-------- DATA EXCERPTS --------

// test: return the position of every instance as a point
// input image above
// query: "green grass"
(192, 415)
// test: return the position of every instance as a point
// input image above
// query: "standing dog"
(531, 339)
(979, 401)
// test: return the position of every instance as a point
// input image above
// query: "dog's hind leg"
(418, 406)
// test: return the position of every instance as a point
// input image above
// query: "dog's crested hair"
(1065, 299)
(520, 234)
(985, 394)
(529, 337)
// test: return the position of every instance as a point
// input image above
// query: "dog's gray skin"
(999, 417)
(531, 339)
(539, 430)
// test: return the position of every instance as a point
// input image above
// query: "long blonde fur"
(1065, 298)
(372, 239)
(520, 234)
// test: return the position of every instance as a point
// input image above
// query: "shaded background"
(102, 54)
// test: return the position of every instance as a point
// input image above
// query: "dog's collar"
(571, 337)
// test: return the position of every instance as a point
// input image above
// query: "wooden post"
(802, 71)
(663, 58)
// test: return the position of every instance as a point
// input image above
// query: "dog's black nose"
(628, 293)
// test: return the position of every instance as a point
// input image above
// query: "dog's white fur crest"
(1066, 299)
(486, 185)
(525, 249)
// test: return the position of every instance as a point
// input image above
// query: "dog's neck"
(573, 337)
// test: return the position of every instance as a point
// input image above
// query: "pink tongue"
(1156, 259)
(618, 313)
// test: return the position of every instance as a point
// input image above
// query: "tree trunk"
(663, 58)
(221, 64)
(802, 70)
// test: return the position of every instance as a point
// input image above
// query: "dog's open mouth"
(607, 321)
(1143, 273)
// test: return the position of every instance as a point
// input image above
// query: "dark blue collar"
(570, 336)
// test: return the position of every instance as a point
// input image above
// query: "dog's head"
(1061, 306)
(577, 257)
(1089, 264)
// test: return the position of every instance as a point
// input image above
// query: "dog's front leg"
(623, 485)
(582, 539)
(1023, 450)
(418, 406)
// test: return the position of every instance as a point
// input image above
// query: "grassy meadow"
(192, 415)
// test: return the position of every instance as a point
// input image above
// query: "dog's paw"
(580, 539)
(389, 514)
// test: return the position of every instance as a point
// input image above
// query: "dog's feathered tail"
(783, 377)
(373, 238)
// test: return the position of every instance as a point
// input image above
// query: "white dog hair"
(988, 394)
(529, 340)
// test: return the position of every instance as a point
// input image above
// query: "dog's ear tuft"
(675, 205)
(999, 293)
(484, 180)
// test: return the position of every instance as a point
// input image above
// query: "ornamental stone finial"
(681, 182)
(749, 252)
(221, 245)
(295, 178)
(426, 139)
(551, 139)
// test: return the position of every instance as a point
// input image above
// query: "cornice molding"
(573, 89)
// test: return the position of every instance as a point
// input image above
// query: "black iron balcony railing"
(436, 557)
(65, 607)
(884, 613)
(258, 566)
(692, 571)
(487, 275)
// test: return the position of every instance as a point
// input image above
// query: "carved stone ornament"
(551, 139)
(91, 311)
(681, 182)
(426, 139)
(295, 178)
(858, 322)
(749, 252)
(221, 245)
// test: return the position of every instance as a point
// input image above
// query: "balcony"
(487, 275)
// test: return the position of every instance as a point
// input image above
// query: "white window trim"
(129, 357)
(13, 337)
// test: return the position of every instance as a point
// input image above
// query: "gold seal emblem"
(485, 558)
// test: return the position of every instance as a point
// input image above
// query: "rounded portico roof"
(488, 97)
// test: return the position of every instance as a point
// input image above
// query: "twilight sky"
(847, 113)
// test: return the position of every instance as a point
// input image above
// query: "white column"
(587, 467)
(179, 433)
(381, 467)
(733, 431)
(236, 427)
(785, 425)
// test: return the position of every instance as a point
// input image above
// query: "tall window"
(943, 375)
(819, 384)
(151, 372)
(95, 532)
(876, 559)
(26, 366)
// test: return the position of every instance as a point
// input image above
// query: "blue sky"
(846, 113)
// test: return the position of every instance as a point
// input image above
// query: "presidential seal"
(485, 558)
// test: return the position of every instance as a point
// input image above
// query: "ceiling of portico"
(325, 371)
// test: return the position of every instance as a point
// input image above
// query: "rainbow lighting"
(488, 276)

--------

Your task is to reproduce the whole listing exactly.

// test: return the position of every instance as a point
// input image above
// query: "green grass"
(192, 415)
// test: return the position of every instance as a point
// input image above
// query: "standing dog"
(531, 339)
(979, 401)
// test: return the position of every instance as a point
// input image above
// query: "dog's hind leg"
(418, 406)
// test: return the position of every instance as a point
// input image above
// query: "dog's crested hair"
(1065, 299)
(520, 234)
(985, 394)
(529, 337)
// test: return the position of every instance as a point
// input image above
// query: "dog's gray skin"
(999, 417)
(531, 339)
(539, 430)
// test: return the position of every instance as a point
// input image above
// query: "long blonde fur"
(1065, 298)
(372, 239)
(520, 234)
// test: return the position of every instance as a point
// input image above
// query: "shaded background"
(102, 54)
// test: return the position of every instance as a point
// input image above
// query: "dog's collar"
(571, 337)
// test: return the position of every instance as a point
// input image above
// query: "wooden post"
(802, 71)
(663, 58)
// test: return the position of every instance as a point
// input image above
// query: "dog's black nose"
(628, 293)
// test: return the position of every instance as a point
// input image above
// query: "dog's white fur crest"
(1066, 299)
(486, 185)
(525, 249)
// test: return the position of every instance as a point
// input image above
// query: "dog's neck"
(573, 337)
// test: return the position of every instance as a point
// input image above
// query: "pink tongue"
(1156, 259)
(618, 313)
// test: return the position of every instance as a point
// input image above
// query: "tree trunk"
(663, 58)
(221, 64)
(802, 70)
// test: return the position of every instance as a point
// input image above
// query: "dog's open mouth"
(607, 321)
(1143, 273)
// test: return the position of every instance as a point
// input image above
// query: "dark blue collar"
(570, 336)
// test: return the position of every instance as a point
// input image above
// query: "dog's head"
(1061, 306)
(577, 257)
(1089, 264)
// test: return the position of every instance as a point
// input image above
// query: "dog's front leg"
(623, 485)
(582, 539)
(1023, 450)
(418, 406)
// test: return the position of every instance as a point
// input image above
// query: "grassy meadow"
(192, 415)
// test: return the position of every instance as a point
// input image above
// query: "dog's paw"
(580, 539)
(389, 514)
// test: return the position of every instance as a point
// input image above
// query: "dog's feathered tail"
(783, 377)
(373, 238)
// test: return the position of every instance as a point
// input image above
// query: "white dog hair"
(988, 394)
(529, 340)
// test: return the position of every instance as a point
// input image above
// query: "dog's ear tuft"
(675, 205)
(999, 293)
(484, 180)
// test: return the position of every instance as a point
// input image above
// query: "ornamental stone finial"
(681, 182)
(749, 252)
(221, 245)
(295, 178)
(426, 139)
(551, 139)
// test: return the position of every instance as a point
// input image above
// query: "cornice molding"
(573, 89)
// test: return the position of every instance as a point
// input image above
// query: "black iron balcony railing"
(436, 557)
(65, 607)
(884, 613)
(258, 566)
(692, 571)
(487, 275)
// test: return the position of every instance as a point
// input image above
// query: "carved stone ornament"
(551, 139)
(91, 311)
(681, 182)
(426, 139)
(295, 178)
(858, 322)
(749, 252)
(221, 245)
// test: return the position of every instance as a point
// input image above
// query: "balcony"
(487, 275)
// test: return the position of every instance as a point
// input image above
// query: "white window trim"
(129, 357)
(13, 337)
// test: return the position of every instance as a point
// input image above
// query: "gold seal emblem"
(485, 558)
// test: return the position of every instance as a point
// input image above
// query: "rounded portico roof"
(488, 97)
// test: return the position of every instance as a point
// input image above
// query: "twilight sky"
(847, 113)
// test: return the position of every instance as a point
// input image above
// query: "white column"
(587, 467)
(179, 433)
(381, 467)
(733, 431)
(236, 427)
(785, 425)
// test: return the position of every instance as a point
// input image above
// query: "tall window"
(943, 375)
(819, 384)
(151, 372)
(95, 532)
(876, 559)
(26, 366)
// test: return the position of every instance as a point
// input image above
// query: "blue sky"
(846, 113)
// test: return the position of every instance as a point
// input image above
// query: "presidential seal"
(485, 558)
// test: return the position of every instance as a point
// input image above
// query: "ceiling of portico"
(325, 371)
// test: return the position of every instance as a point
// input image above
// query: "rainbow lighting"
(488, 276)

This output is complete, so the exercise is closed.